» EXCERPTED TEXT:
________________________________________

[Mesa-dev] [PATCH 00/11] nir: Add a pass management framework
Connor Abbott
cwabbott0 at gmail.com
Sat Oct 31 11:26:21 PDT 2015
On Sat, Oct 31, 2015 at 1:38 PM, Rob Clark <robdclark at gmail.com> wrote:
> On Sat, Oct 31, 2015 at 11:31 AM, Connor Abbott <cwabbott0 at gmail.com> wrote:
>> On Sat, Oct 31, 2015 at 10:55 AM, Rob Clark <robdclark at gmail.com> wrote:
>>> On Fri, Oct 30, 2015 at 6:42 PM, Jason Ekstrand <jason at jlekstrand.net> wrote:
>>>> On Fri, Oct 30, 2015 at 2:12 PM, Ian Romanick <idr at freedesktop.org> wrote:
>>>>> On 10/28/2015 10:01 PM, Jason Ekstrand wrote:
>>>>>>
>>>>>> On Oct 28, 2015 9:12 PM, "Kenneth Graunke" <kenneth at whitecape.org
>>>>>> <mailto:kenneth at whitecape.org>> wrote:
>>>>>>>
>>>>>>> On Wednesday, October 28, 2015 02:58:07 PM Kristian Høgsberg wrote:
>>>>>>> > On Wed, Oct 28, 2015 at 2:34 PM, Jason Ekstrand
>>>>>> <jason at jlekstrand.net <mailto:jason at jlekstrand.net>> wrote:
>>>>>>> > > On Wed, Oct 28, 2015 at 2:32 PM, Jason Ekstrand
>>>>>> <jason at jlekstrand.net <mailto:jason at jlekstrand.net>> wrote:
>>>>>>> > >> This series adds a nir_pass datastructure and some helpers for
>>>>>> managing
>>>>>>> > >> optimization and lowering passes. I've been meaning to get
>>>>>> around to this
>>>>>>> > >> for some time. There are a couple of primary benifits to this:
>>>>>>> > >>
>>>>>>> > >> First, this gives us a central place to put things such as
>>>>>> validating the
>>>>>>> > >> shader, printing it if it changes, etc. Right now, the i965
>>>>>> backend calls
>>>>>>> > >> nir_validate_shader after each pass. We would also like to add
>>>>>> something
>>>>>>> > >> like we have in the i965 backend where it can be set to dump the
>>>>>> IR to a
>>>>>>> > >> file after every pass that changess it.
>>>>>>> > >>
>>>>>>> > >> Mor importantly, though, it moves metadata out of the passes them
>>>>>> selves
>>>>>>> > >> and into the runner. In the process of putting this series
>>>>>> together, I
>>>>>>> > >> found at least 3 or 4 optimization passes that don't properly
>>>>>> invalidate
>>>>>>> > >> metadata. By putting a metadata_preserved field in nir_pass and
>>>>>> handling
>>>>>>> > >> metadata in the pass runner, we make it much less likely that a
>>>>>> pass will
>>>>>>> > >> get this wrong. LLVM has a similar optimization pass
>>>>>> architecture for
>>>>>>> > >> precicely this reason.

________________________________________

[Stored data entries]
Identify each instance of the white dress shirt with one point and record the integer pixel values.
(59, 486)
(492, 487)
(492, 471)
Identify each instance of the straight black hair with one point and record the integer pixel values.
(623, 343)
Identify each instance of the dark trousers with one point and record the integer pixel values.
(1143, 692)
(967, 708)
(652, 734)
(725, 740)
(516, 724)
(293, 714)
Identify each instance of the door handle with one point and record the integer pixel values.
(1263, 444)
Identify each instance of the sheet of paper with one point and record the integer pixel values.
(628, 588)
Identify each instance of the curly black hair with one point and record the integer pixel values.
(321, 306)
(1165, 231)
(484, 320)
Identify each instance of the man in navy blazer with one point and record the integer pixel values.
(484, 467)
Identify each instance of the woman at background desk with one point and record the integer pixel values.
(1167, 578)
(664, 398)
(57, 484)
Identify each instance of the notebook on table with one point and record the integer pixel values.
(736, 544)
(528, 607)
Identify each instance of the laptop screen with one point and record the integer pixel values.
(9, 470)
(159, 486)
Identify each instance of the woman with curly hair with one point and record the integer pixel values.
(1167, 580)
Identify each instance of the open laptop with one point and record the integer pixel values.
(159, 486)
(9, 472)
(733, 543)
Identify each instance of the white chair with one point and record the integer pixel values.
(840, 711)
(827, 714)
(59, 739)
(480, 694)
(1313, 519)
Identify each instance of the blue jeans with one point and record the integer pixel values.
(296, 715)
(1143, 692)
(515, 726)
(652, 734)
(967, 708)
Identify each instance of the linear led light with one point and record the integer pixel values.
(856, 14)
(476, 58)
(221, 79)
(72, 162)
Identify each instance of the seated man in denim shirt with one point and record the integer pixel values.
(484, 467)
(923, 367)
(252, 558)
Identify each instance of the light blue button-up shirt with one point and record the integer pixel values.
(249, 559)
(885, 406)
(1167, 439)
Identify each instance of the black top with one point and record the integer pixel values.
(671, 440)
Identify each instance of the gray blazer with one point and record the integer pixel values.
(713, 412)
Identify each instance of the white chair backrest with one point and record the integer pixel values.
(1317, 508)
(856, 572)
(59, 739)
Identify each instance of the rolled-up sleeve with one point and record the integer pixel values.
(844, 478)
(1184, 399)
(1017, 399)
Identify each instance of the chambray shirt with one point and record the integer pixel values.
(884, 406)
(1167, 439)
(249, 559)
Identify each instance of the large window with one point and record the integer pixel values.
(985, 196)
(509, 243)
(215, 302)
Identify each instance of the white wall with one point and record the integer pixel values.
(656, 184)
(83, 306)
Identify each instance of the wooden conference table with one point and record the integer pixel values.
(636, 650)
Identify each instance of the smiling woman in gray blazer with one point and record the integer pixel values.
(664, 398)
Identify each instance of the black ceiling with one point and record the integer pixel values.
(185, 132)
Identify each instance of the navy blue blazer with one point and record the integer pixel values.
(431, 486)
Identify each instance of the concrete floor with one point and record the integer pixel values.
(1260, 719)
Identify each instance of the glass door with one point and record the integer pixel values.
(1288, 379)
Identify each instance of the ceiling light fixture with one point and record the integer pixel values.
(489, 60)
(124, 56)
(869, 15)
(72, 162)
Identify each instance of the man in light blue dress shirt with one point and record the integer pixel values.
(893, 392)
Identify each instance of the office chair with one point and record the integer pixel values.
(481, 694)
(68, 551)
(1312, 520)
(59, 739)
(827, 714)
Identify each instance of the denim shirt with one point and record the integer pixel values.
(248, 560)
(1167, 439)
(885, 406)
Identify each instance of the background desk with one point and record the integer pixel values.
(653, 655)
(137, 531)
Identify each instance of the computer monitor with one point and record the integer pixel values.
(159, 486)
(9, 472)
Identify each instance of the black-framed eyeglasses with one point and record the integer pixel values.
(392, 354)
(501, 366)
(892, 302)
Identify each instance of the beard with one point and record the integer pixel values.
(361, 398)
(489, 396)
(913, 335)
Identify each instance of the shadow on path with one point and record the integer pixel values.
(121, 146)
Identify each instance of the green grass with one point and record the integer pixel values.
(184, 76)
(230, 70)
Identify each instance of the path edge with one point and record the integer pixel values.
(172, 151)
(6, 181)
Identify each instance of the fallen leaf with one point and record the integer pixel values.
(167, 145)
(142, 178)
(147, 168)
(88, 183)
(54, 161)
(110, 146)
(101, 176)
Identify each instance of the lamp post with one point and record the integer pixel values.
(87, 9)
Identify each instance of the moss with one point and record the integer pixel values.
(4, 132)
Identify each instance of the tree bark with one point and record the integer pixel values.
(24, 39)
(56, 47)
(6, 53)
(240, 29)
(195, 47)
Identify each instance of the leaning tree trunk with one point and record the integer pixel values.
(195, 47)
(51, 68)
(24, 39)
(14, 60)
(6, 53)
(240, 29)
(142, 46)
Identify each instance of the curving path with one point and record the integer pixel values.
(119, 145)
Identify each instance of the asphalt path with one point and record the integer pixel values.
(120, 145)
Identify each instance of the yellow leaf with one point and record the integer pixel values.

________________________________________

» EXERCISE TASK 1:
List every person named in the email thread's header and quoting lines, giving each name once.
» EXERCISE TASK 2:
Translate this sentence from the email thread into Spanish: "Right now, the i965 backend calls nir_validate_shader after each pass."
» EXERCISE TASK 3:
Pick up the email thread about the NIR pass management framework after its last sentence and continue it.

» ANSWER 1:
Connor Abbott, Rob Clark, Jason Ekstrand, Ian Romanick, Kenneth Graunke, Kristian Høgsberg

» ANSWER 2:
Actualmente, el backend i965 llama a nir_validate_shader después de cada pase.

» ANSWER 3:
>>>>>>> > >>
>>>>>>> > >> As a nice little side-benifit, we no longer have to iterate over
>>>>>> all of the
>>>>>>> > >> overloads with non-NULL impl pointers in each pass.
>>>>>>> > >
>>>>>>> > > Once again, git-send-email failed to send the last patch for whatever
>>>>>>> > > reason. The entire series can be found here:
>>>>>>> > >
>>>>>>> > > http://cgit.freedesktop.org/~jekstrand/mesa/log/?h=wip/nir-pass
>>>>>>> >
>>>>>>> > Nice. Series,
>>>>>>> >
>>>>>>> > Reviewed-by: Kristian Høgsberg <krh at bitplanet.net
>>>>>> <mailto:krh at bitplanet.net>>
>>>>>>>
>>>>>>> I plan to review this as well, so please hold off on pushing it for a
>>>>>>> little while. Thanks!
>>>>>>
>>>>>> By all means, go ahead. It'd also be nice, while you're at it to weigh
>>>>>> in on how to handle passing arguments to passes. There are a number of
>>>>>> ideas thrown back-and-forth between Connor and myself on how to do it
>>>>>
>>>>> Is it even necessary to sort that out now? Are there passes that
>>>>> haven't been ported to this infrastructure that need any of the extra
>>>>> features that you and Connor were discussing? I will give keithp credit
>>>>> for teaching me not to engineer in features that you don't need yet.
>>>>> When you do need them, the thing you spent a bunch of time putting in
>>>>> probably won't be what you need.
>>>>
>>>> Strictly speaking, no. There are passes that haven't been converted
>>>> that will need it. The issue is how do you pass arguments into
>>>> passes. Most optimization passes don't care but there are a few that
>>>> will have non-trivial arguments.
>>>
>>> random drive-by comment: in addition to making it easier to have pass
>>> specific args (which *could* I suppose be moved into
>>> nir_shader_compiler_options at the expense of making that not a const
>>> thing anymore, since some of the options depend on shader variant
>>> key), having old-fashioned code to call opt passes (instead of a table
>>> of passes) makes it easier to insert nir_print_shader() calls in
>>> strategic spots while debugging ;-)
>>
>> But with this, you can implement something like INTEL_DEBUG=opt where
>> you dump a file in between each pass and then you can diff them, which
>> is even better :).
>
> well, sometimes that is a bit more data than I want to collect ;-)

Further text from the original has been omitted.